--- Start ---

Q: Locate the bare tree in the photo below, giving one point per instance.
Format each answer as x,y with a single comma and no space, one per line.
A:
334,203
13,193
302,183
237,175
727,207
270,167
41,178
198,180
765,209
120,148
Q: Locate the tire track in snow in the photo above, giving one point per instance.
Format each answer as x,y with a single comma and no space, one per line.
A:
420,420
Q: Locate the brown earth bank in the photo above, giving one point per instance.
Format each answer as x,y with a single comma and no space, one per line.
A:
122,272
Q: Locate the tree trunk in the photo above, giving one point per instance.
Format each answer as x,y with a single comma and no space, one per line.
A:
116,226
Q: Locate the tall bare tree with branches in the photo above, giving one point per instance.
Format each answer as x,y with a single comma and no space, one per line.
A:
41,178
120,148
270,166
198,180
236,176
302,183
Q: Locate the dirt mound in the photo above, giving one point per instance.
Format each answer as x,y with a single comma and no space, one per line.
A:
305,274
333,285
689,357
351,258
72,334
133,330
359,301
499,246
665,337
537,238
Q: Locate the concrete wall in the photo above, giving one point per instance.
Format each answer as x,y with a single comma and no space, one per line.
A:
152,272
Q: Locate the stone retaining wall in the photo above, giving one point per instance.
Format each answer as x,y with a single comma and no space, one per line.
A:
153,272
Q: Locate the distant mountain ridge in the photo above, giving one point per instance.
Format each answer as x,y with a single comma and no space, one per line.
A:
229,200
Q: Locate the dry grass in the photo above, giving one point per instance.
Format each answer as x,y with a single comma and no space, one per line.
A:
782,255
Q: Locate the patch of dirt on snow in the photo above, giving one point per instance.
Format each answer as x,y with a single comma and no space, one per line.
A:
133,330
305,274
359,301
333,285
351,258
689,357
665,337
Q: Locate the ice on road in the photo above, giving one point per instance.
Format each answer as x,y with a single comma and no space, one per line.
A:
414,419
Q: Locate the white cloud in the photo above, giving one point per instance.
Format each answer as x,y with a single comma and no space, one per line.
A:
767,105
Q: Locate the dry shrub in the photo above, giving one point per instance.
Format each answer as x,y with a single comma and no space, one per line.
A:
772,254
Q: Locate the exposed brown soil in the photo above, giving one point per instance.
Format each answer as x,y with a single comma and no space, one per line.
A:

--- End ---
--- Start ---

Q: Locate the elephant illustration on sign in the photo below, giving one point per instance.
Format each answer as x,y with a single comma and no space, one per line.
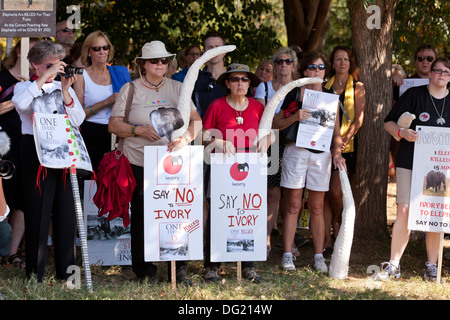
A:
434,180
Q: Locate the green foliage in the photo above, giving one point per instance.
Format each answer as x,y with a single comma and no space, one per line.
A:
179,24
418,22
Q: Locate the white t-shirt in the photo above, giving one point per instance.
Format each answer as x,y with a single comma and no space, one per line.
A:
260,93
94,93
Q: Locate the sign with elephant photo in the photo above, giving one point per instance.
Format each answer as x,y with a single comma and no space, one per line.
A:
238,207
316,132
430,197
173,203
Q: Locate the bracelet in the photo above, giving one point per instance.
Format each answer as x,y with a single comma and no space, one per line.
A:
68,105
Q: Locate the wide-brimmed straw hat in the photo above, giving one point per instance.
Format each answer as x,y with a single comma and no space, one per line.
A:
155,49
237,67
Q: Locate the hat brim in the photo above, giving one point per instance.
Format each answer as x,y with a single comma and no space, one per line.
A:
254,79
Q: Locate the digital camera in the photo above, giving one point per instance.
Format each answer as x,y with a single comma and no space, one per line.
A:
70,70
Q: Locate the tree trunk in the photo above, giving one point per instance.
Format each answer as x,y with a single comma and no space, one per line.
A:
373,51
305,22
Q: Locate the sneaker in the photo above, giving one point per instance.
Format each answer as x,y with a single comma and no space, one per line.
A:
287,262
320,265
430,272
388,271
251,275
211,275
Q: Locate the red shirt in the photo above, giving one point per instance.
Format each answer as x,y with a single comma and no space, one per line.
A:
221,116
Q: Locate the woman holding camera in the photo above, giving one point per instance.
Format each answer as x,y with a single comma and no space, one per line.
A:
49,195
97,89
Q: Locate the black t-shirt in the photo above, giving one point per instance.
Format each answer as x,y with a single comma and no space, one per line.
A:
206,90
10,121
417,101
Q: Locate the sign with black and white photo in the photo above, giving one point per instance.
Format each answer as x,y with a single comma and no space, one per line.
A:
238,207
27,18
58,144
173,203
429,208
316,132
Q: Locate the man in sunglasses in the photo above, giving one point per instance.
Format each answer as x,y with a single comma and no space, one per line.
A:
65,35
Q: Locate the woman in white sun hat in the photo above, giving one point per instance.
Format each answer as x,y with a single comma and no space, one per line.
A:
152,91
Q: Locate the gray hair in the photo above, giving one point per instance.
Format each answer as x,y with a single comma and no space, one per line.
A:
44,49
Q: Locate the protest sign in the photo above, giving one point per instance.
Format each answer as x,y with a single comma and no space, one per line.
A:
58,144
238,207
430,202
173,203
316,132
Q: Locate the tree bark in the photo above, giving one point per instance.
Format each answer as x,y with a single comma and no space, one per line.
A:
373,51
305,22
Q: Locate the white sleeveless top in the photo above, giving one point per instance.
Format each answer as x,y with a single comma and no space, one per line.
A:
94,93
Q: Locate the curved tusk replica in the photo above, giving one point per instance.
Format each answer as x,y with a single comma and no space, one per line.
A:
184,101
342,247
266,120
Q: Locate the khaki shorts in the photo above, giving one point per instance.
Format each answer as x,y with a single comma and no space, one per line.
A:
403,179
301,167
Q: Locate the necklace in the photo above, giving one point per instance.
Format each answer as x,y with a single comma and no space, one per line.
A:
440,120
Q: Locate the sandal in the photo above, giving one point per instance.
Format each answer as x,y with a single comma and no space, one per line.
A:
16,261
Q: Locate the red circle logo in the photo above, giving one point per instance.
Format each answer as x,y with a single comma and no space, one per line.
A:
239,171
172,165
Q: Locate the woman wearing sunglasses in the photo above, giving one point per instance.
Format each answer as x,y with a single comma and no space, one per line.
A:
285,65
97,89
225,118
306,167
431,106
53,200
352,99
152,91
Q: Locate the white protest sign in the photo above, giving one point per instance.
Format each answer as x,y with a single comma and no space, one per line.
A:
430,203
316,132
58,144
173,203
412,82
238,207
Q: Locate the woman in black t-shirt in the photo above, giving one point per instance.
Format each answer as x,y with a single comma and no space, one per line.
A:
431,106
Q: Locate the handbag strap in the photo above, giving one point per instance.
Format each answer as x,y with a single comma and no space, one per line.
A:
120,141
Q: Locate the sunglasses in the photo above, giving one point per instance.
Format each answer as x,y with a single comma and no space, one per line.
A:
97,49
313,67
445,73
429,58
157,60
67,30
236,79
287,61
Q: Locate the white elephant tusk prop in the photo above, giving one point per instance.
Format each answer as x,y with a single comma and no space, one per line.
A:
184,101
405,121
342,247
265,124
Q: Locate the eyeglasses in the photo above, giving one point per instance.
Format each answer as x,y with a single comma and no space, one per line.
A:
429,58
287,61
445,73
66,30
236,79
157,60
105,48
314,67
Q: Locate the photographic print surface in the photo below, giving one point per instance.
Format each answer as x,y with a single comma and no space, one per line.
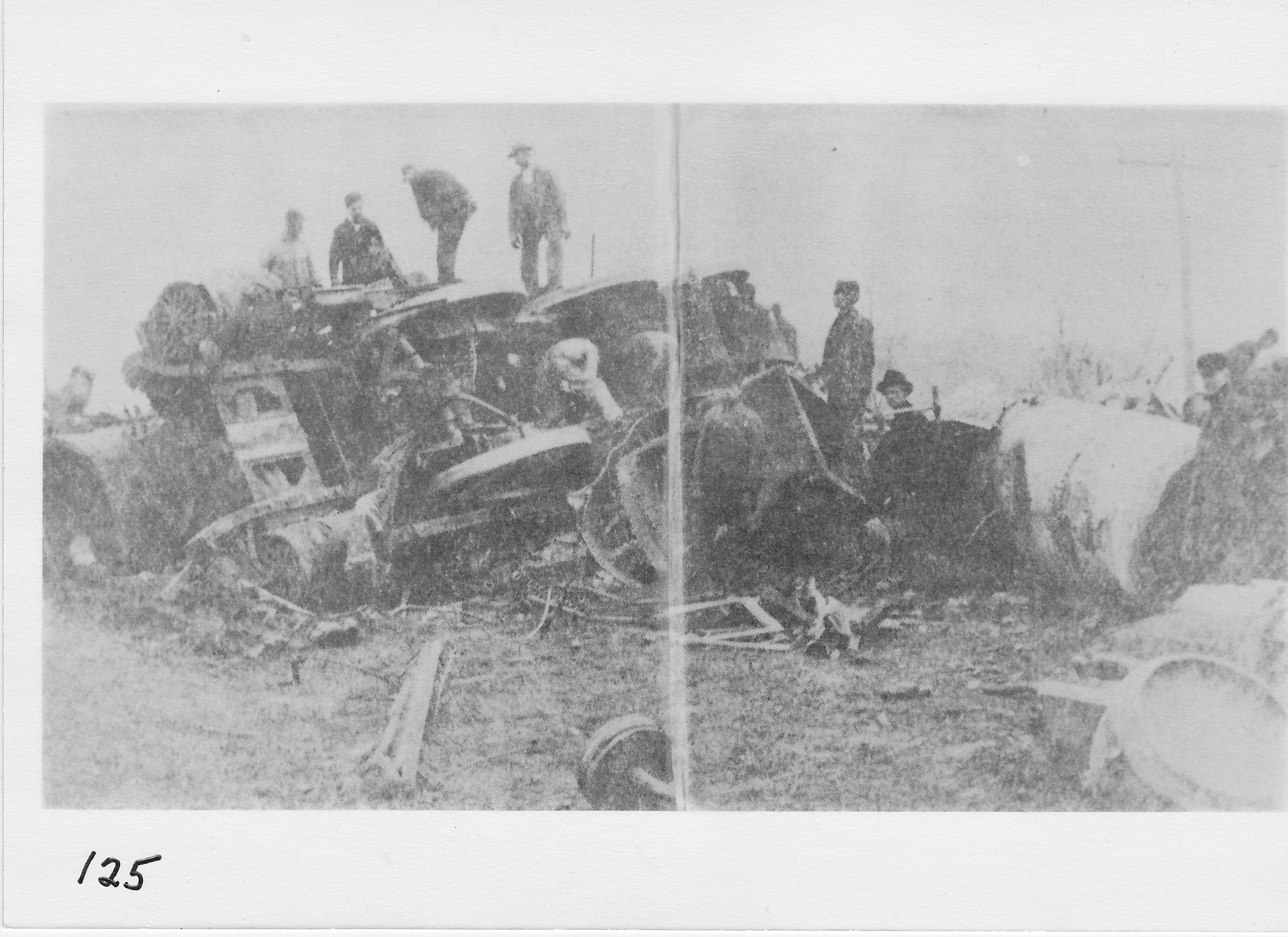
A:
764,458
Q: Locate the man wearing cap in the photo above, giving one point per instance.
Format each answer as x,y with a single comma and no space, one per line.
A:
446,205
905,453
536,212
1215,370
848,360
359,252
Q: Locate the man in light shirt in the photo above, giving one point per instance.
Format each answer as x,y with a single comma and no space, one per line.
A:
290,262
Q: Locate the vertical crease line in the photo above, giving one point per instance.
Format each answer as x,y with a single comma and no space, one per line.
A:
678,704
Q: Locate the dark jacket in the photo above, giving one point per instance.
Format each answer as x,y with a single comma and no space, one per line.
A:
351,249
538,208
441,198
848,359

--- End ---
--- Start ---

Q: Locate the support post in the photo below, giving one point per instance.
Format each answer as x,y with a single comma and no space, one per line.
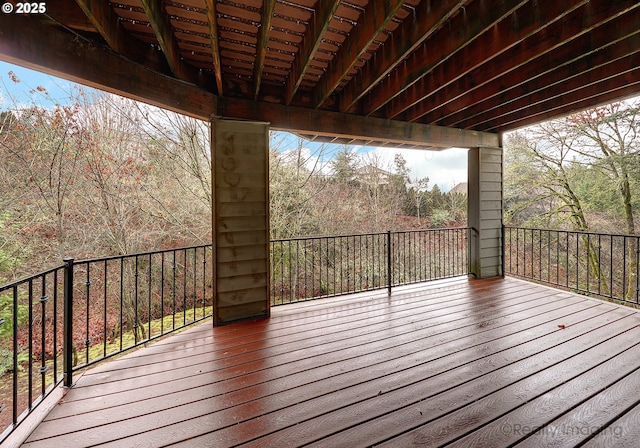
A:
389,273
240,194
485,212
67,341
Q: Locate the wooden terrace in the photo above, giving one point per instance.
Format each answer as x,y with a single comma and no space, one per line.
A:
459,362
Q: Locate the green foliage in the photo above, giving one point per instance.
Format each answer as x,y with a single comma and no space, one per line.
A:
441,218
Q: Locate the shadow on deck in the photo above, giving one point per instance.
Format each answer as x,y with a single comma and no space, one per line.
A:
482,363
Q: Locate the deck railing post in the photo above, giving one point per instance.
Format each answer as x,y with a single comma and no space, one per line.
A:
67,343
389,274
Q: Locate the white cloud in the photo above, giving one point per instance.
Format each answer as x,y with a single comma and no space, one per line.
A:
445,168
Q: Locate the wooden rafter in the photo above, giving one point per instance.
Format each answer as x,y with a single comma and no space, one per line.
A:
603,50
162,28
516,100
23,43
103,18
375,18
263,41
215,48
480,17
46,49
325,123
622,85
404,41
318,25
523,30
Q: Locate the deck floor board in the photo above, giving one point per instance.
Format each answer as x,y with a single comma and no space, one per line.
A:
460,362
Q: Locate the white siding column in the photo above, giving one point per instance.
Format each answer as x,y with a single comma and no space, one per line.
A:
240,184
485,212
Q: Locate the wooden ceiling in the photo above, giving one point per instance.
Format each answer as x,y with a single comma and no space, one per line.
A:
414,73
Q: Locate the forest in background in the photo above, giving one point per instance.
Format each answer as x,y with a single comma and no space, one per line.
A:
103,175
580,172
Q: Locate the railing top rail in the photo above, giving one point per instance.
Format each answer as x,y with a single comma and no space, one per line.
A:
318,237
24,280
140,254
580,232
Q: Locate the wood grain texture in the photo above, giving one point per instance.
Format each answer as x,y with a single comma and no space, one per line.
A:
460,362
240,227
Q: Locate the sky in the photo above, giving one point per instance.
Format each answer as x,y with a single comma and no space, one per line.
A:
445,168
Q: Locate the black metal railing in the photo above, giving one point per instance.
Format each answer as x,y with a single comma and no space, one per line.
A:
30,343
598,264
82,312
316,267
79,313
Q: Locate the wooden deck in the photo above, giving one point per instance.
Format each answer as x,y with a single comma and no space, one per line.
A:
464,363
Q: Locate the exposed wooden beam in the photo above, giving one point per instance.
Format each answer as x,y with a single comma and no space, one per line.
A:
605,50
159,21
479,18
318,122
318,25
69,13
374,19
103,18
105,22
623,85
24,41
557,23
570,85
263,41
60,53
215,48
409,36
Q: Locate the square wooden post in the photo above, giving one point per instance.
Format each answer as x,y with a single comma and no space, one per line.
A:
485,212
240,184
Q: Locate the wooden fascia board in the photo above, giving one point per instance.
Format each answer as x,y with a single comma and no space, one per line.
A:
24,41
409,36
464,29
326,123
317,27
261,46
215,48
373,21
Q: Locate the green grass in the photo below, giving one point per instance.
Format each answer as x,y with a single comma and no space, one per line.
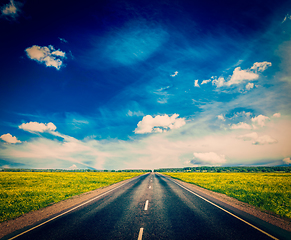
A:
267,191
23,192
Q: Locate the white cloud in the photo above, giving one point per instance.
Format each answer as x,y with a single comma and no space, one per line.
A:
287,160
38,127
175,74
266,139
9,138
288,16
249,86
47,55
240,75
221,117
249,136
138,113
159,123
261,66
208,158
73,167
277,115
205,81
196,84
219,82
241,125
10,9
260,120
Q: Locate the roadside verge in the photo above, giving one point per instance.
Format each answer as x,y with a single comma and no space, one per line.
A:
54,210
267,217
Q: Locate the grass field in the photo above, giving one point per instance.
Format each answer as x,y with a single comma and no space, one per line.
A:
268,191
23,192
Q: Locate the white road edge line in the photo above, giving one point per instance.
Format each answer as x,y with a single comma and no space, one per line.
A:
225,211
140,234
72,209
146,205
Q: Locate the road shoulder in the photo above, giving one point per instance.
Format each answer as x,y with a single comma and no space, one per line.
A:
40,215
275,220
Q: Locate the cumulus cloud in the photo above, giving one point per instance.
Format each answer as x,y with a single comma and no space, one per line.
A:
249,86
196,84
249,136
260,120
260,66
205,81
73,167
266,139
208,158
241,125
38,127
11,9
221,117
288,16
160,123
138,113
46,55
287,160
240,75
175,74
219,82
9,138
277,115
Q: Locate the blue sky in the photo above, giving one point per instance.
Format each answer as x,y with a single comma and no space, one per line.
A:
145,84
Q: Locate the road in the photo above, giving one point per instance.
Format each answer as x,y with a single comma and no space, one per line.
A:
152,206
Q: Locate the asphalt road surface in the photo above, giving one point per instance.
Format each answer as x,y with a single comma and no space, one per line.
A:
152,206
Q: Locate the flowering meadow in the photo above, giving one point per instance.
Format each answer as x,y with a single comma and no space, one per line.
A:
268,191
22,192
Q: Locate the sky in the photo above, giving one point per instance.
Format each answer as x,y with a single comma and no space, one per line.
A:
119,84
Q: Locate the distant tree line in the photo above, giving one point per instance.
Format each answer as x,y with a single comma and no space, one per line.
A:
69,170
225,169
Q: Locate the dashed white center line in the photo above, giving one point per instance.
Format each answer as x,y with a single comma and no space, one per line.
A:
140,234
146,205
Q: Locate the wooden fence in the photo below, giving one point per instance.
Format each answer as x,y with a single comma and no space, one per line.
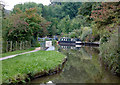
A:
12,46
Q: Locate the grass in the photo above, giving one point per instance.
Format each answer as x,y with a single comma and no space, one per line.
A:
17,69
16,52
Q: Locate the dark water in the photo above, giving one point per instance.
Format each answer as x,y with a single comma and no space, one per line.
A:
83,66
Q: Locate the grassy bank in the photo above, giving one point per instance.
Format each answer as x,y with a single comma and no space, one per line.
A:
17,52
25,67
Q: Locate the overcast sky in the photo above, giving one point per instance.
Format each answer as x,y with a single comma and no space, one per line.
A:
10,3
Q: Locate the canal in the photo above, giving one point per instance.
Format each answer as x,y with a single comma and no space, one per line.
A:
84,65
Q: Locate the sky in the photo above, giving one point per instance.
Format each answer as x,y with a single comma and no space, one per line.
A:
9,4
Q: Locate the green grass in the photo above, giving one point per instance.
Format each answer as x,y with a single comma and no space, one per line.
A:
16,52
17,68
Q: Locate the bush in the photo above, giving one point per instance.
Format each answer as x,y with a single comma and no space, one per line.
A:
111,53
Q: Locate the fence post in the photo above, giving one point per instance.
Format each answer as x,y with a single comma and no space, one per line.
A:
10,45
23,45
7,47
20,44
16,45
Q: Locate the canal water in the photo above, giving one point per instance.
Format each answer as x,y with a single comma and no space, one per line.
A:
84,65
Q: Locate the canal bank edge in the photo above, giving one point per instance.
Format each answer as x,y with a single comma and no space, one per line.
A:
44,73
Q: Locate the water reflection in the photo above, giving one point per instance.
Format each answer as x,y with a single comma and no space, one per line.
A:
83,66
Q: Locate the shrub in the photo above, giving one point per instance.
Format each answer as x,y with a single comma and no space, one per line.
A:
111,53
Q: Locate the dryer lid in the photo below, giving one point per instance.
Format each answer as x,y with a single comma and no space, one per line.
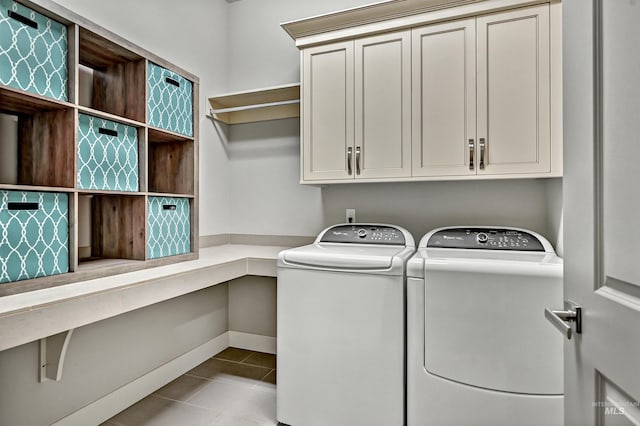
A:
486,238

--- End ---

**Goal**
Copy out every line of the listing above that contains the word "black".

**Answer**
Q: Locate the black t-shirt in the photo above, giving one point per instance.
Q: Locate the sign with black and white photo in the photo above, giving one point per instance.
Q: Locate the woman in black t-shirt in the photo above, giving one point per instance.
Q: Locate the black metal railing in the photo above, giving one point per instance.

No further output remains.